BEGIN TASK INPUT

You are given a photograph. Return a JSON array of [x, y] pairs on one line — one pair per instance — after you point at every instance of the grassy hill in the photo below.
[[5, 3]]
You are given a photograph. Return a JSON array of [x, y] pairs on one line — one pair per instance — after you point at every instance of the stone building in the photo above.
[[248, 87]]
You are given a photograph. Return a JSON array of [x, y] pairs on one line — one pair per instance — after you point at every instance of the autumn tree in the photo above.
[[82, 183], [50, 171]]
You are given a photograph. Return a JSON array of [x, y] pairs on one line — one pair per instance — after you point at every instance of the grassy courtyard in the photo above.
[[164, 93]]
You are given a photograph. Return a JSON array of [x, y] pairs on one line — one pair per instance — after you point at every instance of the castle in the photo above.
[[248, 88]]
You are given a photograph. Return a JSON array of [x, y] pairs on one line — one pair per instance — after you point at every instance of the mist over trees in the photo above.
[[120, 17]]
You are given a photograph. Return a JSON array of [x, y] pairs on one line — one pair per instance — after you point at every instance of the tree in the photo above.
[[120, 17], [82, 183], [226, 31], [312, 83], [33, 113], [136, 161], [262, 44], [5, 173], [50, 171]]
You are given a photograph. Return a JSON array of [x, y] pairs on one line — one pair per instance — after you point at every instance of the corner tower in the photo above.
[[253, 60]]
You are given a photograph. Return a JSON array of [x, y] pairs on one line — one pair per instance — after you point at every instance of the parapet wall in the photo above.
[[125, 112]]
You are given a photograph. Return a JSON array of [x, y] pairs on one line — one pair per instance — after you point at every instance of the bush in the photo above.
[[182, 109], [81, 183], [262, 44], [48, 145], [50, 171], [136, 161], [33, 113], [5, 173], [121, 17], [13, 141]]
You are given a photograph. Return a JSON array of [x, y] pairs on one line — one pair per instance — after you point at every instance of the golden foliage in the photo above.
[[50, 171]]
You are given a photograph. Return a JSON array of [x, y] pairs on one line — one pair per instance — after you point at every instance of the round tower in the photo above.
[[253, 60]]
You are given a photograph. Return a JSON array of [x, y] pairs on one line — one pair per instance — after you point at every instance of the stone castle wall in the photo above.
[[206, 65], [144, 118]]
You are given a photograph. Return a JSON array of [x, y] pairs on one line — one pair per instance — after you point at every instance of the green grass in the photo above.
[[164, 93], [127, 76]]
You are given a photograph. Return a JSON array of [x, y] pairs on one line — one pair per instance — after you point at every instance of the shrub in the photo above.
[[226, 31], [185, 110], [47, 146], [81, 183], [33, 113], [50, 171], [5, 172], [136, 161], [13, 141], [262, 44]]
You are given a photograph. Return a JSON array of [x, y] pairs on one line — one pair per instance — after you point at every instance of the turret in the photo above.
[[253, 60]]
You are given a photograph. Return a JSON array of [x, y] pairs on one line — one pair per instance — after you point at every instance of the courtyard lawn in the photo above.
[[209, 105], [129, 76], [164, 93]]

END TASK INPUT
BEGIN TASK INPUT

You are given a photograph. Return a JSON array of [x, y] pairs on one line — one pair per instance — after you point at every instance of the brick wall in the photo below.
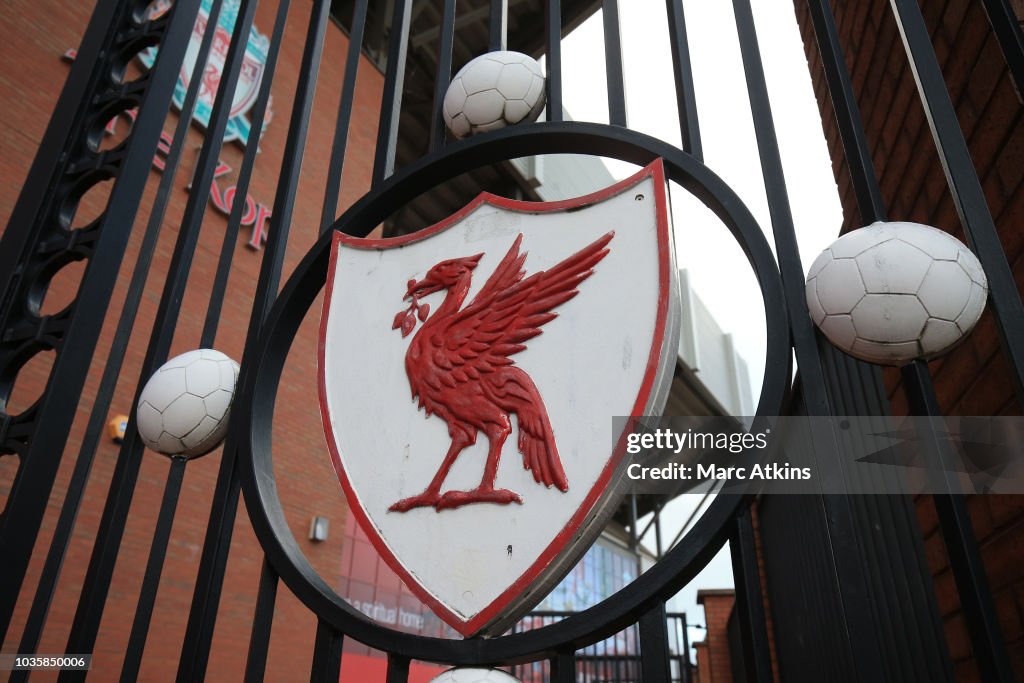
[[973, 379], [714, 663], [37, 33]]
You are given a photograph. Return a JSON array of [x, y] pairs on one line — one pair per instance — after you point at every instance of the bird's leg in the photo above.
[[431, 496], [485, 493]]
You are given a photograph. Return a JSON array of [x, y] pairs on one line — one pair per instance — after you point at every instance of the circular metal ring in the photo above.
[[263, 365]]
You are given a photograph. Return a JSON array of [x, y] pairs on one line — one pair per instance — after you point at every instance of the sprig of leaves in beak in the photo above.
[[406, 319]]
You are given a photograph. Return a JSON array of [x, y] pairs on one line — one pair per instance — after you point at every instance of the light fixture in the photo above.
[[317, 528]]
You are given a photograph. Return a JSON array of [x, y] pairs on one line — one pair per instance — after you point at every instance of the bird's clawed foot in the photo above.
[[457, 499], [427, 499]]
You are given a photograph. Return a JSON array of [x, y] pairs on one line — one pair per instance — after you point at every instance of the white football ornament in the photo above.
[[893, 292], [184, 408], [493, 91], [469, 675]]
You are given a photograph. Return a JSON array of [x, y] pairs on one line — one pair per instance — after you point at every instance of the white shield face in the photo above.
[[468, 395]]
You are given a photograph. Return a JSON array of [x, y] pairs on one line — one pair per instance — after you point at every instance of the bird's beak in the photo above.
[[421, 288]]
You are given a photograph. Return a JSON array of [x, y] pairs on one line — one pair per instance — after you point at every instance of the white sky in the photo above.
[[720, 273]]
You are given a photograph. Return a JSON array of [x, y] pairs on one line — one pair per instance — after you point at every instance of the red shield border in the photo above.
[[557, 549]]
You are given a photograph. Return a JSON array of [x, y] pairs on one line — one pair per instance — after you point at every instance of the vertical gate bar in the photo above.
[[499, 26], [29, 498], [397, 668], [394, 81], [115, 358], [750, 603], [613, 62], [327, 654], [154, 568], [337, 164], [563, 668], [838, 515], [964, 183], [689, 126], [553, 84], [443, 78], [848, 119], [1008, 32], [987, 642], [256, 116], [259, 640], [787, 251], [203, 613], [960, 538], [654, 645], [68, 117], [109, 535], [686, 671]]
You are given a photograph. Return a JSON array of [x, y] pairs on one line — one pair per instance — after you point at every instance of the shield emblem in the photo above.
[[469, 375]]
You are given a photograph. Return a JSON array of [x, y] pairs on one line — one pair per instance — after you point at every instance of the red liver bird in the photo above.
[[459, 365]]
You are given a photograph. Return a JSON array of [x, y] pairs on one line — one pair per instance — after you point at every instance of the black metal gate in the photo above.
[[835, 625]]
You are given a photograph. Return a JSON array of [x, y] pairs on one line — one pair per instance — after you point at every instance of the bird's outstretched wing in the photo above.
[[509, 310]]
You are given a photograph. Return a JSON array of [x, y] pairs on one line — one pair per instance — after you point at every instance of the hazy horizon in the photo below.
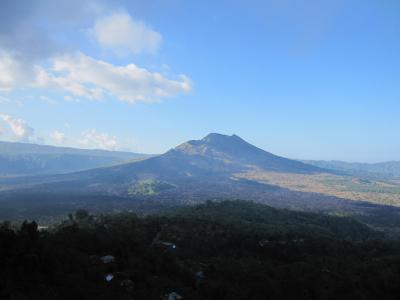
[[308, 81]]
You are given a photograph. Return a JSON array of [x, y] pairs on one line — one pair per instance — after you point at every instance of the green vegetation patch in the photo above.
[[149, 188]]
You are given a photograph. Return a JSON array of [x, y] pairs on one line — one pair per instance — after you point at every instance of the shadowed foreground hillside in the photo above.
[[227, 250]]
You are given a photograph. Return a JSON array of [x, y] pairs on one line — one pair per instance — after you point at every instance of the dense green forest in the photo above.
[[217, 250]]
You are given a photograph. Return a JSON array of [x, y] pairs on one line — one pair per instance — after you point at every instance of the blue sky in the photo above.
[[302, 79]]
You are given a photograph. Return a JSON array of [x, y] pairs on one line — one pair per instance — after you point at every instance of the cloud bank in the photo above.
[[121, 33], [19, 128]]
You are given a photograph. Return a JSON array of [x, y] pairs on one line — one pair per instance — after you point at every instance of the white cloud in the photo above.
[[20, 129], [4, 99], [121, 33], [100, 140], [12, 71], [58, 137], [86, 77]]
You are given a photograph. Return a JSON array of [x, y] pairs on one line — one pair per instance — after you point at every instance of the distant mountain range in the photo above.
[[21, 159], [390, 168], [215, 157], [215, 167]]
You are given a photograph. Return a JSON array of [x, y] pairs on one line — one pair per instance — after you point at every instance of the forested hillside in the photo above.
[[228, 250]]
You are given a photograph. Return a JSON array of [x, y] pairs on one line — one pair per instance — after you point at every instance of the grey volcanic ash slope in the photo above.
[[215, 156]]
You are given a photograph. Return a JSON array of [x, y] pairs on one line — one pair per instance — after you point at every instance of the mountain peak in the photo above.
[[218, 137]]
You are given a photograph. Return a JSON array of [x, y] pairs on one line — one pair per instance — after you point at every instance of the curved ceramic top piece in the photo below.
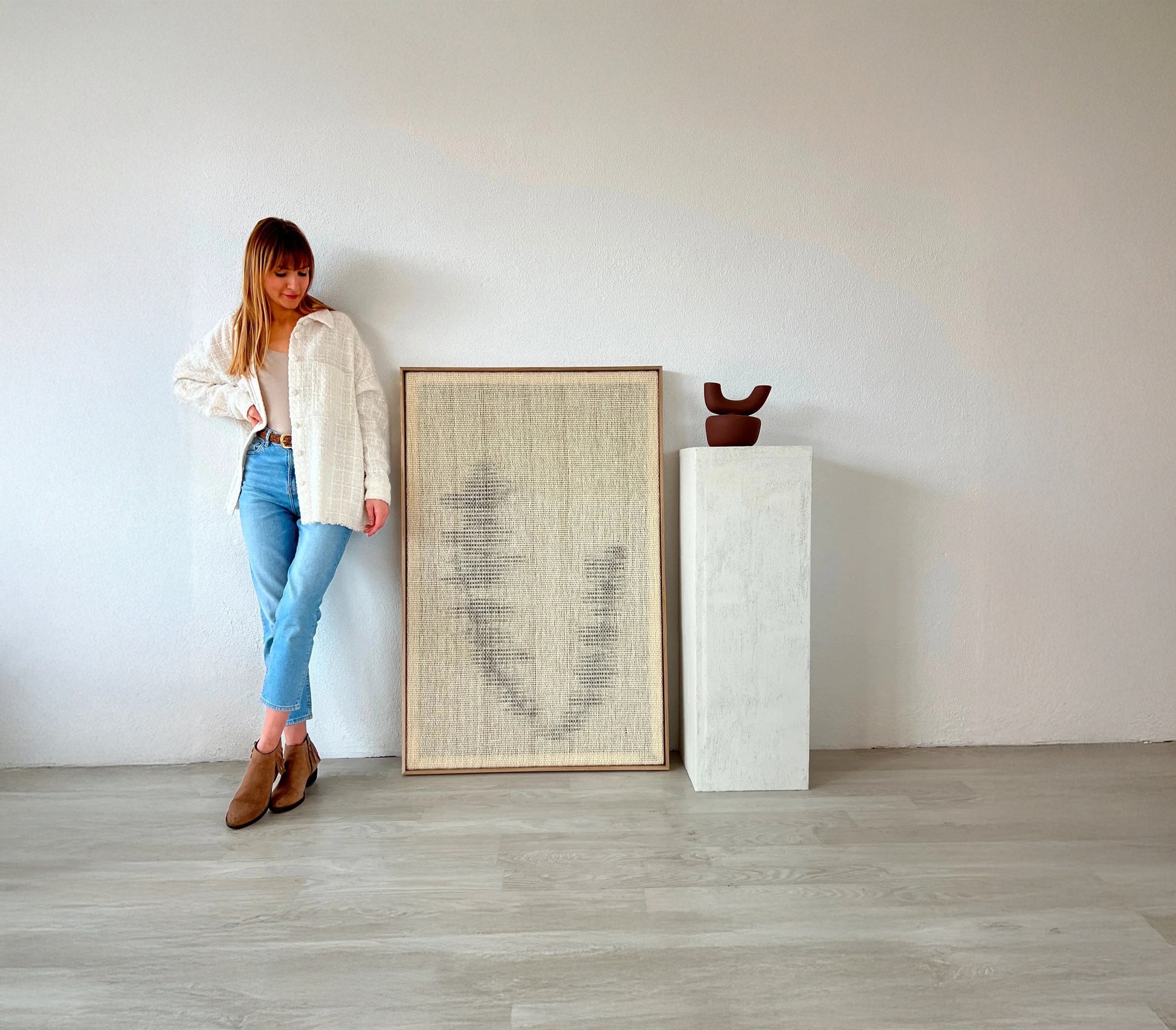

END TASK INPUT
BEGIN TASK INPUT

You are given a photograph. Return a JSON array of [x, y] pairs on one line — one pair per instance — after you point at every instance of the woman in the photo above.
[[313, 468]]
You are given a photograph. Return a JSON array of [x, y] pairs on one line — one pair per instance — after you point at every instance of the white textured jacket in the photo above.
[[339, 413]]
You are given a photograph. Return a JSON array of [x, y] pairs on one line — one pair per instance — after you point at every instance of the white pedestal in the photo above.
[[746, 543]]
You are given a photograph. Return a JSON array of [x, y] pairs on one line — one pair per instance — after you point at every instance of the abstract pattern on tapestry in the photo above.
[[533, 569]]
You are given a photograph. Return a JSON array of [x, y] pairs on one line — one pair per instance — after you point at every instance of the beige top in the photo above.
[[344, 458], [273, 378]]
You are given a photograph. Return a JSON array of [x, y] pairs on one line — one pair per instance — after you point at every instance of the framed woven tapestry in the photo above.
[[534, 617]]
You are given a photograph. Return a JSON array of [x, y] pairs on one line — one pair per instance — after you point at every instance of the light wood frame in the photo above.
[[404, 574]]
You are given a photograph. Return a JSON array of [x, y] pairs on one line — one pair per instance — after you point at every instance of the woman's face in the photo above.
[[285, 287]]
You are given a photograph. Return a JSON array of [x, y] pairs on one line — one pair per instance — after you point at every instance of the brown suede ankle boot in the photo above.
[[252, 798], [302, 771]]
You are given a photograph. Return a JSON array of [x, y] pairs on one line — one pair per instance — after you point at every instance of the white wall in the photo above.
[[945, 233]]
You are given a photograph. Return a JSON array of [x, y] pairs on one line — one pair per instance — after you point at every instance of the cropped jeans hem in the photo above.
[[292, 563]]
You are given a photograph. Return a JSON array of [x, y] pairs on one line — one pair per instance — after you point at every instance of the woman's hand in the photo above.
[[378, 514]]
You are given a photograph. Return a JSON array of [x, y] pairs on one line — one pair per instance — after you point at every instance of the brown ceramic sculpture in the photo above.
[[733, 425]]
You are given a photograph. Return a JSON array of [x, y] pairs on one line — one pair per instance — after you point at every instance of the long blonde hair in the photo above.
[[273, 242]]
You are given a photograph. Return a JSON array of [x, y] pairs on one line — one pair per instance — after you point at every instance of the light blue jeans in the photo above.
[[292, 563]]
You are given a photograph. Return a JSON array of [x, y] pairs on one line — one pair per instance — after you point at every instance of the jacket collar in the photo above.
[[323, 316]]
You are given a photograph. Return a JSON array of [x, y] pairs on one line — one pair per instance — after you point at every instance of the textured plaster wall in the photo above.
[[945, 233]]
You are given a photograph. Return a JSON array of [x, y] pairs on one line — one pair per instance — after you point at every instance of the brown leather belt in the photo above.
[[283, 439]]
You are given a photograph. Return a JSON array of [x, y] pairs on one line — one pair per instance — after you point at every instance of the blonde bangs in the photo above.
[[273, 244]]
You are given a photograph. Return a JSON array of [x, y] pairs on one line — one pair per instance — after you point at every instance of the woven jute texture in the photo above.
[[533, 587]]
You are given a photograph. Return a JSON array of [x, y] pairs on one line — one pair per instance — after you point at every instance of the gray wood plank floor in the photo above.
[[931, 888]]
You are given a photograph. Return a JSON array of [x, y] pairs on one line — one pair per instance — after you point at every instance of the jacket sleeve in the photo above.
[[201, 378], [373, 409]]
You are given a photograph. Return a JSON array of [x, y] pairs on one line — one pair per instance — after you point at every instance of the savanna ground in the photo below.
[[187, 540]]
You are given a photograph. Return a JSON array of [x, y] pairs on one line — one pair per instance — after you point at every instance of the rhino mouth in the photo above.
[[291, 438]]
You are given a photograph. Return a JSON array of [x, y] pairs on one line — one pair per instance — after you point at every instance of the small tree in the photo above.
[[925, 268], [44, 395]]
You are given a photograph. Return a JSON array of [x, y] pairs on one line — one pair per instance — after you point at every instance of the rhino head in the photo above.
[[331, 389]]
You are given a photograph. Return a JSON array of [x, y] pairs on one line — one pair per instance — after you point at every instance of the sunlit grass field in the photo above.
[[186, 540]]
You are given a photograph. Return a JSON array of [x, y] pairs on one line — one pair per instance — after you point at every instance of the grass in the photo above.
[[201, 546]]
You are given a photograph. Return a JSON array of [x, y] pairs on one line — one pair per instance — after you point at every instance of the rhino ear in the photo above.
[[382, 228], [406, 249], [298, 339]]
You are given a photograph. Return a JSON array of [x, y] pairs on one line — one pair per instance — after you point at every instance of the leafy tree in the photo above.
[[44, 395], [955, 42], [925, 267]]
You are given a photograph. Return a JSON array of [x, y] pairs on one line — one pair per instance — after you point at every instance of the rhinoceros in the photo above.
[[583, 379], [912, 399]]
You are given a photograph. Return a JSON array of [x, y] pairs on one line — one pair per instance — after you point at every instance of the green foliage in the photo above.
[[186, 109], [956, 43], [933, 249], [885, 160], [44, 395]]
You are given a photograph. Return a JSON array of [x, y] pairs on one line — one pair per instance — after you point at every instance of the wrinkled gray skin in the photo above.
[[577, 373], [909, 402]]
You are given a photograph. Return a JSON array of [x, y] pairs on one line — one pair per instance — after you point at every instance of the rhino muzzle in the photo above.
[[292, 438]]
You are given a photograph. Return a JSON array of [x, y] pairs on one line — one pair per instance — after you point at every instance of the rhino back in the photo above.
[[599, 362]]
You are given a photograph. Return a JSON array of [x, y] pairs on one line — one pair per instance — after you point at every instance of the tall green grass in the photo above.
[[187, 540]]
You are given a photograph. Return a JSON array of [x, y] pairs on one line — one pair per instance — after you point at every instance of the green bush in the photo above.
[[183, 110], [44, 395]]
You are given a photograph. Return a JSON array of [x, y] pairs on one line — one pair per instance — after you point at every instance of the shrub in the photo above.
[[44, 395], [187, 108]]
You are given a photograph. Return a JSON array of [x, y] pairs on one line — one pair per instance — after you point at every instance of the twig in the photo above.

END TASK INPUT

__WHAT YOU HAVE TO DO__. Your answer should consist solely of the lines above from the line with "peak in the photo above." to the line with "piece in the photo below.", both included, reproduced exactly.

__TASK ANSWER__.
You are given a photograph. Return a JSON array of [x, y] pairs on one line — one pair per instance — after you point at every instance of the mountain peak in the photo above.
[[218, 137]]
You are given a photograph. Return a JSON array of [x, y] pairs on one line — one pair per instance — after you point at every instance of the curved ceramic top piece in the photo below.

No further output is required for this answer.